◆ REQUIRED TASK
Return the following items verbatim, leaving the pictures out.

======== DATASET EXTRACT

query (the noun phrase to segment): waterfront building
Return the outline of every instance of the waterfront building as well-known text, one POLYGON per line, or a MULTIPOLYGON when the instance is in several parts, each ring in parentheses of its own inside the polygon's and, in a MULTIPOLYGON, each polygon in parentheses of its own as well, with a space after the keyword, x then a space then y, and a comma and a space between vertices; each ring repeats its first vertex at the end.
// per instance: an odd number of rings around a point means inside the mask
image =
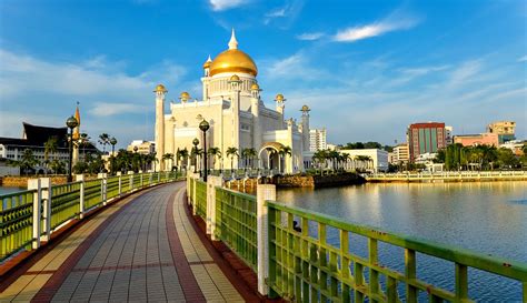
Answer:
MULTIPOLYGON (((258 84, 258 68, 249 54, 238 49, 232 30, 228 49, 203 64, 201 78, 202 100, 188 92, 179 95, 179 102, 170 102, 165 111, 167 89, 159 84, 156 90, 156 152, 159 163, 165 153, 176 154, 199 140, 198 148, 218 148, 220 161, 209 156, 209 168, 238 169, 243 165, 241 151, 256 151, 256 166, 278 169, 292 173, 304 170, 304 152, 309 151, 309 107, 301 108, 301 122, 286 119, 286 98, 275 97, 275 109, 264 104, 258 84), (198 128, 207 121, 210 129, 206 138, 198 128), (291 154, 280 155, 280 150, 290 148, 291 154), (237 150, 238 156, 227 155, 227 150, 237 150)), ((160 165, 160 164, 158 164, 160 165)), ((167 168, 161 168, 166 170, 167 168)))
POLYGON ((459 134, 454 137, 454 143, 464 147, 489 145, 498 147, 499 139, 497 133, 479 133, 479 134, 459 134))
POLYGON ((405 164, 409 160, 409 149, 407 143, 400 143, 394 148, 394 164, 405 164))
POLYGON ((419 154, 434 153, 446 147, 445 123, 414 123, 407 130, 410 162, 419 154))
POLYGON ((499 144, 515 140, 516 122, 497 121, 487 125, 487 132, 498 134, 499 144))
POLYGON ((340 150, 340 154, 347 153, 350 158, 346 163, 346 170, 365 170, 368 172, 388 171, 388 152, 379 149, 340 150), (361 160, 368 159, 368 160, 361 160))
POLYGON ((450 125, 445 127, 445 144, 450 145, 454 143, 454 128, 450 125))
POLYGON ((326 141, 326 128, 324 129, 310 129, 309 130, 309 151, 319 151, 328 149, 326 141))
MULTIPOLYGON (((37 171, 46 170, 46 142, 51 139, 57 139, 57 151, 49 154, 48 160, 59 160, 67 162, 69 160, 69 148, 68 148, 68 128, 51 128, 40 127, 30 123, 22 122, 23 134, 21 139, 18 138, 0 138, 0 159, 7 159, 12 161, 20 161, 26 150, 31 150, 34 159, 39 162, 33 169, 37 171)), ((73 130, 73 138, 76 138, 76 130, 73 130)), ((73 145, 76 147, 76 145, 73 145)), ((98 153, 99 150, 91 144, 86 142, 81 147, 73 149, 73 159, 76 156, 74 151, 77 150, 77 160, 79 160, 79 149, 82 150, 82 156, 86 153, 98 153)))
POLYGON ((137 153, 141 153, 141 154, 151 154, 151 153, 156 152, 156 143, 152 142, 152 141, 133 140, 127 147, 127 151, 136 152, 135 148, 137 148, 137 153))

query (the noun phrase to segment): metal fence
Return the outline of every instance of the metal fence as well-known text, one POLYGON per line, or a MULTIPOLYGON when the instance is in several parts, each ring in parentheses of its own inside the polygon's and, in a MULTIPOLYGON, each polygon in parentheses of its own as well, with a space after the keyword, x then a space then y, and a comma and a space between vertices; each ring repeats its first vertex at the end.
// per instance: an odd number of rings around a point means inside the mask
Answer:
POLYGON ((448 245, 355 225, 341 219, 267 202, 269 218, 269 286, 297 302, 470 302, 468 269, 478 269, 523 283, 527 300, 527 265, 448 245), (294 218, 300 221, 294 228, 294 218), (316 226, 316 238, 309 235, 316 226), (327 230, 336 229, 337 244, 327 243, 327 230), (367 239, 368 256, 350 252, 350 235, 367 239), (380 264, 379 243, 404 250, 405 270, 380 264), (454 264, 455 291, 426 283, 417 276, 416 253, 454 264), (402 289, 404 295, 399 293, 402 289), (402 297, 401 297, 402 296, 402 297))
POLYGON ((177 178, 176 172, 127 174, 0 195, 0 262, 34 248, 41 236, 49 239, 66 222, 108 200, 177 178), (41 198, 42 193, 50 196, 50 210, 49 200, 41 198), (38 215, 36 210, 40 212, 38 215), (34 221, 39 221, 39 226, 34 221))
POLYGON ((257 271, 256 196, 216 188, 216 236, 257 271))

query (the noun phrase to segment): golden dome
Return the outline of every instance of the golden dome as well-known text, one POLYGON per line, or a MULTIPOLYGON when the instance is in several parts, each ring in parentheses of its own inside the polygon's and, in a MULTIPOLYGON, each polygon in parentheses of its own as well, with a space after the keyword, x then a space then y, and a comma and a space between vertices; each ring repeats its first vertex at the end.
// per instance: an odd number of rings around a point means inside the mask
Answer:
POLYGON ((277 94, 277 97, 275 97, 275 100, 276 101, 286 101, 286 99, 284 99, 284 94, 281 94, 281 93, 277 94))
POLYGON ((158 84, 158 85, 156 87, 156 90, 153 90, 153 92, 158 92, 158 91, 159 91, 159 92, 168 92, 168 90, 165 88, 163 84, 158 84))
POLYGON ((230 81, 240 81, 240 78, 238 77, 238 74, 232 74, 230 77, 230 81))
POLYGON ((190 99, 190 94, 186 91, 183 91, 180 95, 179 95, 179 99, 182 99, 182 100, 189 100, 190 99))
POLYGON ((245 52, 238 50, 235 31, 229 41, 229 49, 218 54, 210 64, 210 75, 222 72, 245 72, 252 75, 258 74, 255 61, 245 52))

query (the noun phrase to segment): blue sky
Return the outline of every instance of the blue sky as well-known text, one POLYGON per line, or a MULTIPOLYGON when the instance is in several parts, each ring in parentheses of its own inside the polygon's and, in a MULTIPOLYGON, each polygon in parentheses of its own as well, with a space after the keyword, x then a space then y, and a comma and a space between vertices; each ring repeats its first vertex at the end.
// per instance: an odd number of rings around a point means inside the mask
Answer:
POLYGON ((264 99, 308 104, 328 141, 405 141, 408 124, 527 135, 527 2, 115 0, 0 2, 0 137, 21 122, 82 129, 125 147, 153 139, 157 83, 201 98, 201 65, 230 29, 256 61, 264 99))

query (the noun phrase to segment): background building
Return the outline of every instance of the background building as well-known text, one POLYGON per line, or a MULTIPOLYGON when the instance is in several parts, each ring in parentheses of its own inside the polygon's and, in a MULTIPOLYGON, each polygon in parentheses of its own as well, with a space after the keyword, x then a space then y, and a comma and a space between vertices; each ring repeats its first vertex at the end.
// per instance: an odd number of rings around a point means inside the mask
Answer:
POLYGON ((326 128, 309 130, 309 151, 319 151, 328 148, 326 128))
POLYGON ((135 152, 135 148, 137 148, 137 153, 141 154, 151 154, 156 152, 156 143, 152 141, 133 140, 130 145, 127 147, 127 151, 135 152))
POLYGON ((410 162, 419 154, 435 153, 446 147, 445 123, 414 123, 407 131, 410 162))
POLYGON ((489 145, 498 147, 499 140, 497 133, 479 133, 479 134, 459 134, 454 137, 454 143, 464 147, 489 145))
POLYGON ((498 135, 499 144, 516 140, 515 131, 516 122, 514 121, 497 121, 487 125, 487 132, 498 135))

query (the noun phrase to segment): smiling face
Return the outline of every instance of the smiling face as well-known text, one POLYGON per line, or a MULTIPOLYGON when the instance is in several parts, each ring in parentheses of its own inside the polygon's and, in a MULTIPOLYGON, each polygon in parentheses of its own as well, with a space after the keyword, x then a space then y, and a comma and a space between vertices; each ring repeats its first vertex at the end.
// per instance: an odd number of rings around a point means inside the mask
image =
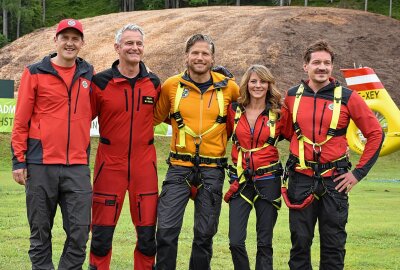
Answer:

================

◆ EXERCISE ANSWER
query (the noun phrase to segment): waterfront building
Return the outline of every instance of the waterfront building as well-known text, one POLYGON per line, or a MULTIPOLYGON when the instance is in several parts, each ring in parentheses of its own inside the polygon's and, in a MULTIPOLYGON, each polygon in parentheses of its own as well, with a space after the keyword, x then a space then y, and a comma and a space between vertices; each ring repeats its first vertex at the end.
// per instance: an odd number of rings around a point means inside the mask
image =
Answer:
MULTIPOLYGON (((258 84, 258 68, 249 54, 238 49, 232 30, 228 49, 203 64, 201 78, 202 100, 188 92, 179 95, 179 102, 170 102, 165 111, 167 89, 159 84, 156 90, 156 152, 159 163, 165 153, 176 154, 199 140, 198 148, 218 148, 220 161, 209 156, 209 168, 238 169, 243 165, 241 151, 256 151, 256 166, 278 169, 292 173, 304 170, 304 152, 309 151, 309 107, 301 108, 301 122, 286 119, 286 98, 275 97, 275 109, 264 104, 258 84), (198 128, 207 121, 210 129, 206 138, 198 128), (291 154, 280 155, 280 150, 290 148, 291 154), (237 150, 238 156, 227 155, 227 150, 237 150)), ((160 165, 160 164, 158 164, 160 165)), ((167 168, 161 168, 166 170, 167 168)))
POLYGON ((459 134, 454 137, 454 143, 464 147, 489 145, 498 147, 499 139, 497 133, 479 133, 479 134, 459 134))
POLYGON ((405 164, 409 160, 409 149, 407 143, 400 143, 394 148, 394 164, 405 164))
POLYGON ((419 154, 434 153, 446 147, 445 123, 414 123, 407 130, 410 162, 419 154))
POLYGON ((499 144, 515 140, 516 122, 497 121, 487 125, 487 132, 498 134, 499 144))
POLYGON ((340 150, 340 154, 347 153, 350 158, 346 163, 346 170, 365 170, 368 172, 388 171, 388 152, 379 149, 340 150), (361 160, 368 159, 368 160, 361 160))
POLYGON ((450 125, 445 127, 445 144, 450 145, 454 143, 454 128, 450 125))
POLYGON ((326 141, 326 128, 324 129, 310 129, 309 130, 309 151, 319 151, 328 149, 326 141))
MULTIPOLYGON (((37 171, 46 170, 46 142, 51 139, 57 139, 57 151, 49 154, 48 160, 59 160, 67 162, 69 160, 69 148, 68 148, 68 128, 51 128, 40 127, 30 123, 22 122, 23 134, 21 139, 18 138, 0 138, 0 159, 7 159, 12 161, 20 161, 26 150, 31 150, 34 159, 39 162, 33 169, 37 171)), ((73 130, 73 138, 76 138, 76 130, 73 130)), ((73 145, 76 147, 76 145, 73 145)), ((98 153, 99 150, 91 144, 86 142, 81 147, 73 149, 73 159, 76 156, 74 151, 77 150, 77 160, 79 160, 79 149, 82 150, 82 156, 86 153, 98 153)))
POLYGON ((137 153, 141 153, 141 154, 151 154, 151 153, 156 152, 156 143, 152 142, 152 141, 133 140, 127 147, 127 151, 136 152, 135 148, 137 148, 137 153))

query (the noun phrase to segment): metal fence
Return the outline of every instance of the metal fence as well-known text, one POLYGON per line, or a MULTIPOLYGON when the instance is in several parts, each ring in parentheses of its own inside the polygon's and, in a MULTIPOLYGON, each polygon in parentheses of its own as well, with a space after the keyword, x then a space then y, and a comma and a space between vertices; each ring repeats its first vertex at the end.
// per instance: an odd number of rings around a point means inside the mask
Answer:
POLYGON ((448 245, 355 225, 341 219, 267 202, 269 218, 269 286, 297 302, 470 302, 468 269, 478 269, 523 283, 527 300, 527 265, 448 245), (294 218, 300 221, 294 228, 294 218), (316 226, 316 238, 309 235, 316 226), (327 230, 336 229, 337 244, 327 243, 327 230), (367 239, 368 256, 350 252, 350 235, 367 239), (380 264, 379 243, 404 250, 405 270, 380 264), (454 264, 455 291, 426 283, 417 276, 416 253, 454 264), (402 289, 404 295, 399 293, 402 289), (402 297, 401 297, 402 296, 402 297))
POLYGON ((177 178, 176 172, 127 174, 0 195, 0 262, 34 248, 41 236, 49 239, 66 222, 108 200, 177 178), (41 198, 42 193, 50 196, 50 210, 49 200, 41 198), (38 215, 36 210, 40 212, 38 215), (34 221, 39 221, 39 226, 34 221))
POLYGON ((257 271, 256 196, 216 188, 216 236, 257 271))

query (the noun phrase to segment): golden dome
Return the outline of every instance of the golden dome as well-known text, one POLYGON per line, or a MULTIPOLYGON when the instance is in several parts, each ring in parentheses of its own inside the polygon's and, in a MULTIPOLYGON, each polygon in parentheses of its own as well, with a space after the keyword, x then a space then y, and a comma and a space between vertices; each ring repeats its first vertex at the end.
// per instance: an odd number of rings around a point means inside the mask
Answer:
POLYGON ((277 94, 277 97, 275 97, 275 100, 276 101, 286 101, 286 99, 284 99, 284 94, 281 94, 281 93, 277 94))
POLYGON ((158 84, 158 85, 156 87, 156 90, 153 90, 153 92, 158 92, 158 91, 159 91, 159 92, 168 92, 168 90, 165 88, 163 84, 158 84))
POLYGON ((230 81, 240 81, 240 78, 238 77, 238 74, 232 74, 230 77, 230 81))
POLYGON ((190 99, 190 94, 186 91, 183 91, 180 95, 179 95, 179 99, 182 99, 182 100, 189 100, 190 99))
POLYGON ((245 52, 238 50, 235 31, 229 41, 229 49, 218 54, 210 64, 210 75, 222 72, 245 72, 252 75, 258 74, 255 61, 245 52))

query (the noun phrase to segment): blue sky
Return the outline of every instance of the blue sky as well-known text, one POLYGON per line, or a MULTIPOLYGON when the instance is in several parts, each ring in parentheses of its own inside the polygon's and, in a MULTIPOLYGON, each polygon in parentheses of its own as well, with a space after the keyword, x then a space then y, and a comma and a space between vertices; each ring repeats its first vertex at the end.
// per instance: an odd number of rings around a point means inside the mask
Answer:
POLYGON ((264 99, 308 104, 328 141, 405 141, 408 124, 527 135, 527 2, 115 0, 0 2, 0 137, 21 122, 82 129, 125 147, 153 139, 157 83, 201 98, 201 65, 230 29, 256 61, 264 99))

query (the noun phrase to segment): background building
Return the outline of every instance of the background building as well-known text, one POLYGON per line, or a MULTIPOLYGON when the instance is in several parts, each ring in parentheses of its own inside the polygon's and, in a MULTIPOLYGON, each polygon in parentheses of its own as well, with a space after the keyword, x then a space then y, and a comma and a space between vertices; each ring repeats its first vertex at the end.
// per instance: an odd number of rings around a point means inside the mask
Answer:
POLYGON ((326 128, 309 130, 309 151, 319 151, 328 148, 326 128))
POLYGON ((135 152, 135 148, 137 148, 137 153, 141 154, 151 154, 156 152, 156 143, 152 141, 133 140, 130 145, 127 147, 127 151, 135 152))
POLYGON ((410 162, 419 154, 435 153, 446 147, 445 123, 414 123, 407 131, 410 162))
POLYGON ((489 145, 498 147, 499 140, 497 133, 479 133, 479 134, 459 134, 454 137, 454 143, 464 147, 489 145))
POLYGON ((498 135, 499 144, 516 140, 515 131, 516 122, 514 121, 497 121, 487 125, 487 132, 498 135))

query (the noun phrase to segment): smiling face
Return the outline of every instance of the smiling face as well-known text, one POLYGON per line, or a MULTIPOLYGON when the instance is in several parts, each ring in parentheses of its own inside the polygon's and, in a MULTIPOLYGON, each polygon in parentheses of its own as well, with a space after the keyword, x then a space then y, and a comma and a space between vertices; each ring repeats its first vertex at the end.
// per instance: an odd number of rings around a point means inside the mask
image =
Answer:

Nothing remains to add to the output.